Direction 1
Answer these questions using the passage on Laya yak breeding:
(a) What serves the Laya as shelter during the warm periods of the year?
(b) What is yak milk made into?
(c) What is yak dung used as?
Direction 2
Reproduce the yak passage word for word, everything from "The Laya are" down to "few existing fields.".

Passage provided
The Laya in the North | Yak, the Source of Life

Yak, the Source of Life

The Laya are mainly dedicated to yak breeding, because a large portion of the highland area can at best be used as pasture. They live as semi-nomads and only spend a small part of the year in houses. In the summer, most of the Laya travel with their herds to higher mountain regions and return to their home regions not before the beginning of winter. During the warm periods of the year, tents made out of woven yak hair serve as shelters.


In the north of Bhutan, the yaks provide the source of life for these highland inhabitants. Their hair serves not only as material for their tents, but is also woven into clothing, their meat is eaten, their milk is made into butter and hard cheese, and their dung is used as burning material. In addition, the yaks are used as beasts of burden and are hitched in front of the plow to till the few existing fields.

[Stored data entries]
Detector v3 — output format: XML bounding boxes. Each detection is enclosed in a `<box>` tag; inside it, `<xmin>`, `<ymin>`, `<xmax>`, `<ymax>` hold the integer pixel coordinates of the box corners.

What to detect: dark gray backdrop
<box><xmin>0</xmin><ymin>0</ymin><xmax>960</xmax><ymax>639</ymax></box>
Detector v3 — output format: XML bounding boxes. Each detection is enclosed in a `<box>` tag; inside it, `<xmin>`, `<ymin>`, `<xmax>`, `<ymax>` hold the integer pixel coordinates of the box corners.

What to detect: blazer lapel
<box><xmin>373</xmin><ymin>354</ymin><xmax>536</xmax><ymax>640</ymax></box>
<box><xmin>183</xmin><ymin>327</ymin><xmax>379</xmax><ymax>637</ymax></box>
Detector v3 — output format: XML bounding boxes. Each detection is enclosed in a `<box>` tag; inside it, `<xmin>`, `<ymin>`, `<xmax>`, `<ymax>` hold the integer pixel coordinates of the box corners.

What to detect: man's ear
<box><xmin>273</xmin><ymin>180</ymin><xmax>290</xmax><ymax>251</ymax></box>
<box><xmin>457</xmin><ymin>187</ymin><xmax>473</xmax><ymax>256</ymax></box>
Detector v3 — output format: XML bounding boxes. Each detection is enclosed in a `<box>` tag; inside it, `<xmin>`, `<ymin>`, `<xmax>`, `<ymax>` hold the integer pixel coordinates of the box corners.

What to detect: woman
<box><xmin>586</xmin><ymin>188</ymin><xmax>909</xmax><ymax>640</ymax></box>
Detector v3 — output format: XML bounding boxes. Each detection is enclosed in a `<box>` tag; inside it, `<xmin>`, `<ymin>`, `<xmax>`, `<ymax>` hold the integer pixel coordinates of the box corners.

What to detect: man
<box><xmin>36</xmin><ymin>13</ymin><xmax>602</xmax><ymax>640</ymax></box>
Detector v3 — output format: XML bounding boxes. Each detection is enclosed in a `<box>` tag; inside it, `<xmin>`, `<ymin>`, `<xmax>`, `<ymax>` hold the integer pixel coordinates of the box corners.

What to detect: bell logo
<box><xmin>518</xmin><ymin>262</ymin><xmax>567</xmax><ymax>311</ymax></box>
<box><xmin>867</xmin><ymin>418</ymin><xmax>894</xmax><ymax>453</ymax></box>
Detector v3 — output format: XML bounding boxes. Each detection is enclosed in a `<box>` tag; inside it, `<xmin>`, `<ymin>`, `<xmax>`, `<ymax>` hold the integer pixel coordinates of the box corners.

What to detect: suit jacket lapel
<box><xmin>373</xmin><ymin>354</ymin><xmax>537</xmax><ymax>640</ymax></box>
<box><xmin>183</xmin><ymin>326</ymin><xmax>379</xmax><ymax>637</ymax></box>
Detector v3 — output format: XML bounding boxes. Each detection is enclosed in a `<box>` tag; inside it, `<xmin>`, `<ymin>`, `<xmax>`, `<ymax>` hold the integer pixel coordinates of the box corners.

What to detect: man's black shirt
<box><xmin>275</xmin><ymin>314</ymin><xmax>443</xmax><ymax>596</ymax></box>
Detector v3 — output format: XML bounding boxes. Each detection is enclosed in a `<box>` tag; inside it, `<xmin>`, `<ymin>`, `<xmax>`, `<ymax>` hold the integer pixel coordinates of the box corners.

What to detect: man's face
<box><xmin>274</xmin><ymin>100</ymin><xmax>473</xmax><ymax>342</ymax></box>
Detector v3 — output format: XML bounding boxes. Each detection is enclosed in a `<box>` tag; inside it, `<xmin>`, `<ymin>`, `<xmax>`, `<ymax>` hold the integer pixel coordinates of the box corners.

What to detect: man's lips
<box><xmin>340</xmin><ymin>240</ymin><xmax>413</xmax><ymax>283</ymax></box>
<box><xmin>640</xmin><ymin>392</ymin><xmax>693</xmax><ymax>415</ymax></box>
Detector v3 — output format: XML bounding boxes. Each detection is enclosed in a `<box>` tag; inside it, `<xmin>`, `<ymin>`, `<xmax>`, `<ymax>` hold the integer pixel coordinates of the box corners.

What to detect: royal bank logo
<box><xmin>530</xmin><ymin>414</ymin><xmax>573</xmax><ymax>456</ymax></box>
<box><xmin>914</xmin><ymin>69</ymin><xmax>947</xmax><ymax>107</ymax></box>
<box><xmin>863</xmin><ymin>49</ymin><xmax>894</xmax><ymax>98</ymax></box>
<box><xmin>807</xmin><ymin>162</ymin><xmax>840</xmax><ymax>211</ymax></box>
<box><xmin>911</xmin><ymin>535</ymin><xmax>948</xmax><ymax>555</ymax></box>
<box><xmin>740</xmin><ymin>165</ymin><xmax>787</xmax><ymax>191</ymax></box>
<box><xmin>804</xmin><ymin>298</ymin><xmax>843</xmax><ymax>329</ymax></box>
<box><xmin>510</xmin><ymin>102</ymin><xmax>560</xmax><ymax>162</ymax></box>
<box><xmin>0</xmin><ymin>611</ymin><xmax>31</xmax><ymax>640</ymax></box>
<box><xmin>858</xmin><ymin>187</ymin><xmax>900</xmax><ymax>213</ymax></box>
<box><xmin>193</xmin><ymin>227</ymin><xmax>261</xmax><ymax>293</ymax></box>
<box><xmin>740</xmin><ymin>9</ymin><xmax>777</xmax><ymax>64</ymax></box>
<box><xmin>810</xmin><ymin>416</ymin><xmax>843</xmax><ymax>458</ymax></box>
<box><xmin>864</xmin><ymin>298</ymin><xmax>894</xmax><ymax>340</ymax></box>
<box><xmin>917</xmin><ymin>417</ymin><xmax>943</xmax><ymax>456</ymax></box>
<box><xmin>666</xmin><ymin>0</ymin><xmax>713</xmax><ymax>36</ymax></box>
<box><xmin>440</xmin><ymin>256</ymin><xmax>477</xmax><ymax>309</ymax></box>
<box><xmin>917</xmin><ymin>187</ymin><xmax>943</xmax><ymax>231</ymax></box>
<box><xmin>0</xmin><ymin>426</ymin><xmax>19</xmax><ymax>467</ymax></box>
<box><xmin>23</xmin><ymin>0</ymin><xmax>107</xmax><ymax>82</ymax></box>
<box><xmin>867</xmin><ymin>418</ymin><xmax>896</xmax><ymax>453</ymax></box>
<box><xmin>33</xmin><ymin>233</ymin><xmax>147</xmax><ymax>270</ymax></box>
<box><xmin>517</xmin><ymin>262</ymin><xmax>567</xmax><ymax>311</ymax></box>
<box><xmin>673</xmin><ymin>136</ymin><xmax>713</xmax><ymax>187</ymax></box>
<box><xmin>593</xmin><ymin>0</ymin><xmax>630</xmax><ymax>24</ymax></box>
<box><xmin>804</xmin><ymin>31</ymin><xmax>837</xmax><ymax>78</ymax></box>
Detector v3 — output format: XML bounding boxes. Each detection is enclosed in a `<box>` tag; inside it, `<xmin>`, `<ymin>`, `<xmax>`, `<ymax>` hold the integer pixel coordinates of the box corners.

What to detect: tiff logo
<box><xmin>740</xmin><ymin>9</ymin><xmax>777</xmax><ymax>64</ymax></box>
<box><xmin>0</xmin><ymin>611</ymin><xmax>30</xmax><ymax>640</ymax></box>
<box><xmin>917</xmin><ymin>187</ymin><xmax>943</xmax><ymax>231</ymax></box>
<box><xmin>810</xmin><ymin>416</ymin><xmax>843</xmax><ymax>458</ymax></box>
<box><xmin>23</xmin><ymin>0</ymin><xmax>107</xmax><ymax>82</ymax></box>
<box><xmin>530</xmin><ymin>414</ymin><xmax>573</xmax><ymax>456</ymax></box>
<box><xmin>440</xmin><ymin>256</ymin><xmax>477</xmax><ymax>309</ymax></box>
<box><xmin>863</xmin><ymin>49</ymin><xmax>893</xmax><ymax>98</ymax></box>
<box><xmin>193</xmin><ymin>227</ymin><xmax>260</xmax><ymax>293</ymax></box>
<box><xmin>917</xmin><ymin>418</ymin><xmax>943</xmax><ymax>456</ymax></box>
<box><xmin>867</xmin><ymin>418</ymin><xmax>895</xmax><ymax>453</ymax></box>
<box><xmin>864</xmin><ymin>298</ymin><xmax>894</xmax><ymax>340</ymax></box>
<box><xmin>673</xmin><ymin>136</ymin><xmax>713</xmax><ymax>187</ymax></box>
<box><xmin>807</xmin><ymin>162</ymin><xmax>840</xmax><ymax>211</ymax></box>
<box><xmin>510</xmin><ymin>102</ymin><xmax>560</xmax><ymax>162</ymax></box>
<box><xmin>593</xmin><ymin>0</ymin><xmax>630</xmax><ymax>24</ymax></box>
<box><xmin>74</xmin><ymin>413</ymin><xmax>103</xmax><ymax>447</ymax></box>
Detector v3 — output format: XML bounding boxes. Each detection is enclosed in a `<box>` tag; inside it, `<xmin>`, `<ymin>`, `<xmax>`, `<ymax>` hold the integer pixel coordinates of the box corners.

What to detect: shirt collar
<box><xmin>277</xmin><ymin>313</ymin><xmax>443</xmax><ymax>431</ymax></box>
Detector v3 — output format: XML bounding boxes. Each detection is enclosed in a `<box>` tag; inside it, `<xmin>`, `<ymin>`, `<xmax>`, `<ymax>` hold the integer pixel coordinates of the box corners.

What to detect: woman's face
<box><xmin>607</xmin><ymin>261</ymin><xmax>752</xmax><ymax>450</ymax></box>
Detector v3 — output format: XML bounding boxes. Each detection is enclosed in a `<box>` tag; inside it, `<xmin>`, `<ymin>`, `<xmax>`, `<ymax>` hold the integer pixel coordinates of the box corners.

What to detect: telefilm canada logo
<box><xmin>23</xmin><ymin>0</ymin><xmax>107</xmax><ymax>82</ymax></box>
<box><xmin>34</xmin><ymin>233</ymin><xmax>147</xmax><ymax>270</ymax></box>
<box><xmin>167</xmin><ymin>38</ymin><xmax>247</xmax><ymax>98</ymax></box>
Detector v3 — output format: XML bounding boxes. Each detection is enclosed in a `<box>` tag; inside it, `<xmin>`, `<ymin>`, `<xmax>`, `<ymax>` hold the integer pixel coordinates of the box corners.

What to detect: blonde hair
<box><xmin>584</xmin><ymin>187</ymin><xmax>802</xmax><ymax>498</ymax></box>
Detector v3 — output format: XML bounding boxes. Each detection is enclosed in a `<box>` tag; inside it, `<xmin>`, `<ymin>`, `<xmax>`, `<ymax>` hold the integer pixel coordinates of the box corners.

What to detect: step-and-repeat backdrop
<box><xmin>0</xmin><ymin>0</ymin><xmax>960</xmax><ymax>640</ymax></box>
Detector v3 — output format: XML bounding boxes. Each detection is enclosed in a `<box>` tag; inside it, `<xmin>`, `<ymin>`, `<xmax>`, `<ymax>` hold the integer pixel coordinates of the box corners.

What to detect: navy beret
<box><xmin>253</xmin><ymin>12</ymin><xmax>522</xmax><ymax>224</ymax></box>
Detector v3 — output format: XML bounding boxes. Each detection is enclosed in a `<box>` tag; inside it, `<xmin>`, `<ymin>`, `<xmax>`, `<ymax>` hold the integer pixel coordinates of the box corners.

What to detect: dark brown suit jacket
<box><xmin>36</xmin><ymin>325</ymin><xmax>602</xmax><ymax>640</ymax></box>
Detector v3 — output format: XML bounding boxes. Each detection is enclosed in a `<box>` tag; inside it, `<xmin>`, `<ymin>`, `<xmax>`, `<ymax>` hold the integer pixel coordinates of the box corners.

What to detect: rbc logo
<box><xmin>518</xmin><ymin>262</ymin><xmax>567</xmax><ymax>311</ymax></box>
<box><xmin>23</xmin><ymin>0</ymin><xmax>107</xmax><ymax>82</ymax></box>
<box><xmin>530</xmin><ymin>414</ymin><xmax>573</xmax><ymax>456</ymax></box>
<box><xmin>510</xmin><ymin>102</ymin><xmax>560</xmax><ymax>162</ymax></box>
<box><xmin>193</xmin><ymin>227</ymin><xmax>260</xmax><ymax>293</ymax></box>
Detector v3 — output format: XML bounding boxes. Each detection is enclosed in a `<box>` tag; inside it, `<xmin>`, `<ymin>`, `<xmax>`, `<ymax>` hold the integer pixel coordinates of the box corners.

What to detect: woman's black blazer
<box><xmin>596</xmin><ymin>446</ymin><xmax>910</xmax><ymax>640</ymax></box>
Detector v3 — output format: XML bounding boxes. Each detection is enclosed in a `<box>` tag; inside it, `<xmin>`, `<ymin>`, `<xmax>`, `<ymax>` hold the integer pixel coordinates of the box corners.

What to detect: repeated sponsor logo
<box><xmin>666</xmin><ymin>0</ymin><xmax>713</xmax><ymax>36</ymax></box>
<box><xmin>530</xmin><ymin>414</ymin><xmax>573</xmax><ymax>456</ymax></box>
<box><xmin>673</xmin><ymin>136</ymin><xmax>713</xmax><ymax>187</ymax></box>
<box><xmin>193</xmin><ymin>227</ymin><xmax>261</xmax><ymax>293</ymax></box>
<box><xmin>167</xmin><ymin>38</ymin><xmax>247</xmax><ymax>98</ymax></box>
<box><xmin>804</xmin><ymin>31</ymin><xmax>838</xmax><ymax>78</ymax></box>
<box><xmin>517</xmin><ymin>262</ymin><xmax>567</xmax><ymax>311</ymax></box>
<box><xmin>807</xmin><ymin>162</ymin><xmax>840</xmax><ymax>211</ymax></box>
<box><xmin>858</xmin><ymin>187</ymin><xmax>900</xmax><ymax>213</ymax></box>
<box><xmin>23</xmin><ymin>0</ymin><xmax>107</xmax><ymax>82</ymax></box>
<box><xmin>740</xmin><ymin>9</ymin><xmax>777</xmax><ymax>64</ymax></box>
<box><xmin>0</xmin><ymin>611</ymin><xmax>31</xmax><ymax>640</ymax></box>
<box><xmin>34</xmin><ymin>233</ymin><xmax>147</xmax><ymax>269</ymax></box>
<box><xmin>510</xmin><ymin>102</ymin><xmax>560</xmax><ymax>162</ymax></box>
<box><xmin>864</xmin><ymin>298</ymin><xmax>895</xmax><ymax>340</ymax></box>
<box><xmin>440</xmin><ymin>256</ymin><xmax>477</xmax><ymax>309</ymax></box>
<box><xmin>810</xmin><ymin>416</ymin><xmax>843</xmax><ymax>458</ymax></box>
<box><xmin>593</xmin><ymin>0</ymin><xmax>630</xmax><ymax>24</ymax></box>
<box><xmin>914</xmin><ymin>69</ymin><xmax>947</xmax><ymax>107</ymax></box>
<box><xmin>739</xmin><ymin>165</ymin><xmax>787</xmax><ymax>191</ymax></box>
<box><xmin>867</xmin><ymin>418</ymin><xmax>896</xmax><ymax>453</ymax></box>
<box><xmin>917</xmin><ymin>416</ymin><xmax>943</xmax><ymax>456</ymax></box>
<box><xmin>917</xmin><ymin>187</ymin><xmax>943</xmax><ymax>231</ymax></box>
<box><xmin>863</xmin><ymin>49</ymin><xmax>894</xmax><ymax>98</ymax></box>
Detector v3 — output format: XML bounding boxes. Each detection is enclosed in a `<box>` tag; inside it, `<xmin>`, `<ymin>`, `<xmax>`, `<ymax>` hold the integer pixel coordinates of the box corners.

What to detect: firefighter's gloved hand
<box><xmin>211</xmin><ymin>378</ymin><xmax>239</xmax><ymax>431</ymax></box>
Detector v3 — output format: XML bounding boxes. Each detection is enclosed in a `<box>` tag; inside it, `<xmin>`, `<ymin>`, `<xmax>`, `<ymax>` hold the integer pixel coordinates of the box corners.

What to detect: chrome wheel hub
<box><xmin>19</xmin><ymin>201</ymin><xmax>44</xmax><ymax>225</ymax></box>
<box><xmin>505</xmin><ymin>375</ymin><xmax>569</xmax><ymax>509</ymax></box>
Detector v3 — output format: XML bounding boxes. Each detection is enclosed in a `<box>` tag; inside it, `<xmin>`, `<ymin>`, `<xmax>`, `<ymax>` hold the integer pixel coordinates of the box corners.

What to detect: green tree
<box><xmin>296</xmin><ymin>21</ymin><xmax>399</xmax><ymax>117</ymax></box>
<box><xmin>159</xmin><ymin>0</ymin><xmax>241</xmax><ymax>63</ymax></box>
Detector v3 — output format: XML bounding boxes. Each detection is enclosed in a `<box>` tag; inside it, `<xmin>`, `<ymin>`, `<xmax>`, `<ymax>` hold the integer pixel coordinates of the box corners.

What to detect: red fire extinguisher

Written solution 1
(a) Tents made out of woven yak hair.
(b) Butter and hard cheese.
(c) Burning material.

Written solution 2
The Laya are mainly dedicated to yak breeding, because a large portion of the highland area can at best be used as pasture. They live as semi-nomads and only spend a small part of the year in houses. In the summer, most of the Laya travel with their herds to higher mountain regions and return to their home regions not before the beginning of winter. During the warm periods of the year, tents made out of woven yak hair serve as shelters.


In the north of Bhutan, the yaks provide the source of life for these highland inhabitants. Their hair serves not only as material for their tents, but is also woven into clothing, their meat is eaten, their milk is made into butter and hard cheese, and their dung is used as burning material. In addition, the yaks are used as beasts of burden and are hitched in front of the plow to till the few existing fields.